YOUR GOAL: Copy the material below word for word, leaving out the pictures.

DATA SUPPLIED:

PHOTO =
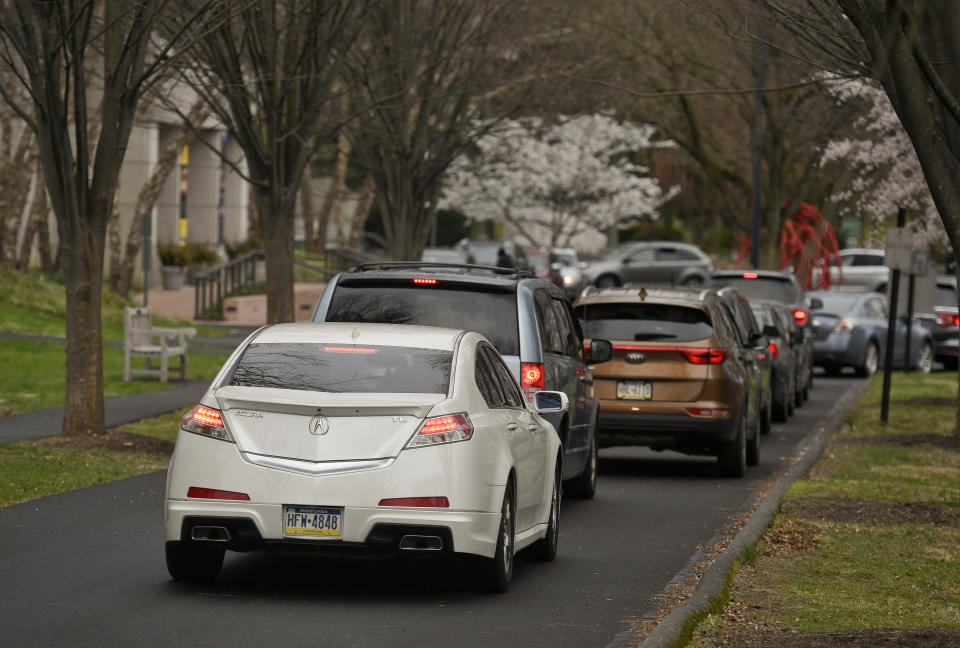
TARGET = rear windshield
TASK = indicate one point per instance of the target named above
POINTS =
(344, 368)
(494, 315)
(782, 290)
(644, 322)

FINAL RESULT:
PHOTO =
TARGET = rear windshield
TASK = indicate one point per instance of the target named above
POINTS =
(344, 368)
(494, 315)
(782, 290)
(644, 322)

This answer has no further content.